STORED ROWS
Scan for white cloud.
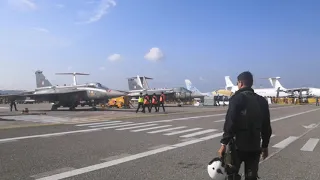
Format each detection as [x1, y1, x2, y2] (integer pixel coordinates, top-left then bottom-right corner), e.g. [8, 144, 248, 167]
[108, 54, 122, 61]
[85, 0, 117, 23]
[55, 4, 65, 9]
[144, 47, 164, 62]
[8, 0, 37, 10]
[32, 27, 49, 33]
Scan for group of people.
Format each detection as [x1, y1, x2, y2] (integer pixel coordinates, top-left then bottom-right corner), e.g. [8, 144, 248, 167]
[208, 71, 272, 180]
[136, 92, 166, 113]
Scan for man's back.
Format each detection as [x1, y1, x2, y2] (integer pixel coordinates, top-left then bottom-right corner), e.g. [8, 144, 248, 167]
[221, 88, 271, 151]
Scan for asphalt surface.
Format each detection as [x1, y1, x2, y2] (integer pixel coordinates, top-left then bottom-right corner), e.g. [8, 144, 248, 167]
[0, 105, 320, 180]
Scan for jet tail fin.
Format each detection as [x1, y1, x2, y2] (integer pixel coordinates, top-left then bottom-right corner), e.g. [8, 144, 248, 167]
[35, 70, 52, 88]
[128, 75, 152, 91]
[224, 76, 234, 89]
[184, 79, 201, 94]
[268, 77, 286, 90]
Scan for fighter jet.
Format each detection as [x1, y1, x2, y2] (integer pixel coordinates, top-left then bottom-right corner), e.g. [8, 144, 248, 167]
[1, 70, 126, 110]
[128, 75, 191, 105]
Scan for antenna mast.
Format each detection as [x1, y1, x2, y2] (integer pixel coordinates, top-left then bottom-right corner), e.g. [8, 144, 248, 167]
[56, 72, 90, 86]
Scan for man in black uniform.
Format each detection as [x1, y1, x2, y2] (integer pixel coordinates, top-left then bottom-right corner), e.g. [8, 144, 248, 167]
[218, 71, 272, 180]
[10, 100, 18, 111]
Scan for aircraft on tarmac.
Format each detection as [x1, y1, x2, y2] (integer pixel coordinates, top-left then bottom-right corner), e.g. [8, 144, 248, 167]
[1, 70, 126, 110]
[269, 77, 320, 97]
[224, 76, 290, 97]
[128, 75, 192, 101]
[184, 79, 213, 98]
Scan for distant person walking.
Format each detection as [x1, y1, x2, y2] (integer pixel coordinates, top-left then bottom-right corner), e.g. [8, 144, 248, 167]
[150, 93, 158, 112]
[10, 100, 18, 111]
[142, 93, 151, 113]
[136, 92, 143, 113]
[158, 92, 166, 112]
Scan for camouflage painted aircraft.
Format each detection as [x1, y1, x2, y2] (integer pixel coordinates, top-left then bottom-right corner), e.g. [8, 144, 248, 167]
[3, 70, 127, 110]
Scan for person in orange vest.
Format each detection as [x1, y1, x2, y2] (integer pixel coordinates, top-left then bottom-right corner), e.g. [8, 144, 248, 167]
[158, 92, 166, 112]
[141, 93, 151, 113]
[149, 93, 159, 112]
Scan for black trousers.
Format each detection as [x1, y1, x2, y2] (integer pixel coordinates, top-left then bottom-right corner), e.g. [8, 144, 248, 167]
[158, 102, 166, 112]
[10, 102, 18, 111]
[227, 151, 261, 180]
[149, 103, 159, 112]
[136, 103, 143, 113]
[142, 104, 151, 112]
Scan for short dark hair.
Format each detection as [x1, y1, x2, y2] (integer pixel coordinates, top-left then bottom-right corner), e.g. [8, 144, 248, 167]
[238, 71, 253, 87]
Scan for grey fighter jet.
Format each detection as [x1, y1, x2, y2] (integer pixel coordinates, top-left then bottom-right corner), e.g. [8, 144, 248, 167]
[1, 70, 126, 110]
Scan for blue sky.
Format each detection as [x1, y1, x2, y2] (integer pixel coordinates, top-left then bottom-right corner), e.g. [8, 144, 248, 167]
[0, 0, 320, 92]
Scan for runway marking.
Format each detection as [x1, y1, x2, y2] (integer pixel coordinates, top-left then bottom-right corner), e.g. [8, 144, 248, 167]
[148, 144, 170, 150]
[76, 121, 122, 127]
[97, 123, 155, 129]
[0, 139, 18, 144]
[0, 108, 320, 144]
[271, 109, 320, 122]
[0, 128, 101, 142]
[101, 153, 131, 161]
[30, 167, 75, 179]
[116, 124, 158, 131]
[147, 126, 187, 134]
[300, 138, 319, 151]
[180, 129, 218, 138]
[164, 128, 202, 136]
[272, 136, 298, 148]
[213, 119, 225, 122]
[37, 133, 223, 180]
[131, 125, 172, 132]
[89, 122, 134, 128]
[259, 122, 320, 164]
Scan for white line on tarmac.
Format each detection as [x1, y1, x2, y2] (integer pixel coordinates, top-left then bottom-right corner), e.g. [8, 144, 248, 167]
[180, 129, 218, 138]
[213, 119, 225, 122]
[259, 122, 320, 164]
[0, 128, 101, 142]
[0, 109, 320, 142]
[116, 124, 158, 131]
[37, 133, 223, 180]
[272, 136, 298, 148]
[76, 121, 121, 127]
[300, 138, 319, 151]
[271, 109, 320, 122]
[131, 125, 172, 132]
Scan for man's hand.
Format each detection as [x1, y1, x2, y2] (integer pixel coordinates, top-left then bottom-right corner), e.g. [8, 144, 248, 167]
[218, 145, 226, 157]
[261, 148, 269, 160]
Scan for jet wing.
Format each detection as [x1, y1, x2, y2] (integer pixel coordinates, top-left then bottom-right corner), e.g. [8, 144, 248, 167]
[286, 87, 309, 92]
[2, 89, 86, 101]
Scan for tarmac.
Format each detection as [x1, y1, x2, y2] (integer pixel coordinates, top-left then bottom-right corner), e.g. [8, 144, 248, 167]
[0, 104, 320, 180]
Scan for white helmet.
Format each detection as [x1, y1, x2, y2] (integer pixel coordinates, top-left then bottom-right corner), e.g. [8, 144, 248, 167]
[208, 157, 227, 180]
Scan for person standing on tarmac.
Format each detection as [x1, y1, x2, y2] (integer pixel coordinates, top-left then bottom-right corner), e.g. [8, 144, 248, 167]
[136, 92, 143, 113]
[158, 92, 166, 112]
[149, 93, 158, 112]
[218, 71, 272, 180]
[142, 93, 151, 113]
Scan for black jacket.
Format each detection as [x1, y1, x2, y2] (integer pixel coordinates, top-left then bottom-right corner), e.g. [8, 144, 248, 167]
[220, 87, 272, 148]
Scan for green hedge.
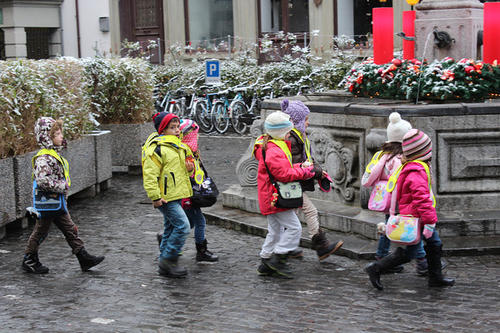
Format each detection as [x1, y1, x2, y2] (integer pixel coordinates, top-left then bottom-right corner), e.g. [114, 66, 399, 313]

WHAT YOU NEED TO DO
Update the listing above by replacing each occurrence of "tarmac" with "apron", leaving every other character unchanged, and omit the pictures from your output.

FULL SOLUTION
Scan for white cloud.
Format each detection as [x1, y1, x2, y2] (integer pixel coordinates, top-left then bottom-right corner), e.g. [8, 144, 248, 167]
[108, 54, 122, 61]
[85, 0, 117, 23]
[55, 4, 65, 9]
[144, 47, 164, 62]
[8, 0, 37, 10]
[32, 27, 49, 33]
Scan for group of people.
Format each detection as [x1, y1, x2, y2] (integer pixel coordinates, top-left then bottom-right corner), e.g. [8, 144, 248, 167]
[208, 71, 272, 180]
[136, 92, 166, 113]
Scan for man's back.
Format each detection as [x1, y1, x2, y2] (integer pixel coordinates, top-left then bottom-right corner), e.g. [8, 144, 248, 167]
[221, 88, 271, 151]
Scan for asphalt surface.
Format each detection as [x1, y1, x2, y2] (integer pixel coordinates, top-left then bottom-right corner), e.g. [8, 144, 248, 167]
[0, 105, 320, 180]
Scan for jet tail fin.
Format each detection as [x1, y1, x2, y2] (integer pixel coordinates, top-left then bottom-right corner), e.g. [8, 144, 248, 167]
[35, 70, 52, 88]
[128, 75, 152, 91]
[224, 76, 234, 89]
[184, 79, 201, 94]
[268, 77, 286, 90]
Scan for fighter jet.
Format each detection as [x1, y1, x2, y2] (integer pixel coordinates, top-left then bottom-right corner), e.g. [8, 144, 248, 167]
[1, 70, 126, 110]
[128, 75, 191, 105]
Scan for antenna mast.
Format each detection as [x1, y1, x2, y2] (integer pixel coordinates, top-left then bottom-right corner), e.g. [8, 144, 248, 167]
[56, 72, 90, 86]
Scan for man in black uniform.
Format each detection as [x1, y1, x2, y2] (integer pixel coordinates, top-left then bottom-right corner), e.g. [8, 144, 248, 167]
[218, 71, 272, 180]
[10, 100, 18, 111]
Scan for aircraft on apron.
Format each detection as [x1, y1, x2, y2] (integer pixel coordinates, top-left then bottom-right corner), e.g. [8, 144, 248, 167]
[1, 70, 126, 110]
[269, 77, 320, 97]
[224, 76, 290, 97]
[128, 75, 192, 101]
[184, 79, 213, 98]
Scan for distant person walking.
Format each detection as [x1, y1, x2, y2] (integer pixel coordinates, top-left then bottom-right corner), e.g. [8, 144, 248, 167]
[150, 93, 158, 112]
[10, 100, 18, 111]
[142, 93, 151, 113]
[136, 92, 143, 113]
[158, 92, 166, 112]
Scan for camouflage painted aircraft.
Format each detection as [x1, y1, x2, y2] (integer pixel coordinates, top-left then bottom-right corner), e.g. [8, 144, 248, 167]
[3, 70, 127, 110]
Scan for person in orange vest.
Format each detection as [x1, y1, x2, y2] (integer pixel coordinates, top-left then bottom-right corner), e.g. [8, 144, 248, 167]
[158, 92, 166, 112]
[141, 93, 151, 113]
[149, 93, 159, 112]
Scan for black trousers.
Format each detection as [x1, y1, x2, y2] (integer pixel coordinates, top-left then bottom-right corner), e.g. [8, 144, 248, 167]
[158, 102, 166, 112]
[10, 102, 18, 111]
[227, 151, 261, 180]
[149, 103, 159, 112]
[136, 103, 143, 113]
[142, 104, 151, 112]
Scan for short dark hair.
Format each detection as [x1, y1, x2, y2] (integer pixel coordinates, top-left then bottom-right corner), e.g. [8, 144, 248, 167]
[238, 71, 253, 87]
Scan for grey fighter jet.
Format each detection as [x1, y1, x2, y2] (integer pixel coordinates, top-left then bottom-right corner), e.g. [8, 144, 248, 167]
[1, 70, 126, 110]
Scan for blue sky.
Format each detection as [x1, y1, x2, y2] (integer pixel coordinates, top-left then bottom-right corner), e.g. [8, 144, 248, 167]
[0, 0, 320, 92]
Scan for runway marking.
Format each detection as [x1, y1, x2, y2] (integer pixel coordinates, top-left then bottom-right corner), e.g. [8, 144, 248, 167]
[148, 144, 170, 150]
[76, 121, 122, 127]
[97, 123, 155, 129]
[0, 139, 18, 144]
[0, 108, 320, 144]
[271, 109, 320, 122]
[0, 128, 101, 142]
[101, 153, 131, 161]
[30, 167, 75, 179]
[116, 124, 158, 131]
[147, 126, 187, 134]
[300, 138, 319, 151]
[180, 129, 218, 138]
[164, 128, 202, 136]
[272, 136, 298, 148]
[213, 119, 225, 122]
[37, 133, 223, 180]
[131, 125, 172, 132]
[89, 122, 134, 128]
[259, 122, 320, 164]
Scan for white line on apron.
Format each detection as [x1, y1, x2, y2] (integer pixel coordinates, top-left then bottom-right corner), e.g. [8, 144, 248, 167]
[180, 129, 218, 138]
[213, 119, 225, 122]
[259, 122, 320, 164]
[0, 128, 101, 142]
[0, 109, 320, 142]
[116, 124, 158, 131]
[37, 133, 223, 180]
[272, 136, 298, 148]
[76, 121, 121, 127]
[300, 138, 319, 151]
[271, 109, 320, 122]
[131, 125, 172, 132]
Scan for man's hand.
Format each detection as [x1, y1, x2, y2] (integer pixel coordinates, top-left then bottom-right corner), e.g. [8, 144, 248, 167]
[218, 145, 226, 157]
[261, 148, 269, 160]
Scan for jet wing.
Format each detection as [x1, y1, x2, y2] (integer pixel coordinates, top-left then bottom-right corner), e.g. [8, 144, 248, 167]
[286, 87, 309, 92]
[2, 89, 86, 101]
Scan for apron.
Format each detection as [x1, y1, x2, y2] (integer pixel coordinates, top-left then bottom-right corner), e.g. [8, 144, 248, 167]
[0, 104, 320, 180]
Scan for white helmet.
Format each detection as [x1, y1, x2, y2] (integer pixel coordinates, top-left then bottom-right corner), e.g. [8, 144, 248, 167]
[208, 157, 227, 180]
Scan for person standing on apron.
Format each detection as [x1, y1, x2, y2] (integer pixel coordinates, top-left then bottom-right corner), e.g. [8, 144, 248, 167]
[136, 92, 143, 113]
[158, 92, 166, 112]
[149, 93, 158, 112]
[218, 71, 272, 180]
[142, 93, 151, 113]
Scan for black jacket.
Format each detection as [x1, y1, x2, y2] (integer pixel coordinates, top-left then bottom-right corner), e.g. [8, 144, 248, 167]
[220, 87, 272, 148]
Scan for green hedge.
Format each detection as [x1, y1, x2, y2] (integer pixel coordinates, top-left then bottom-right corner), e.g. [114, 66, 399, 313]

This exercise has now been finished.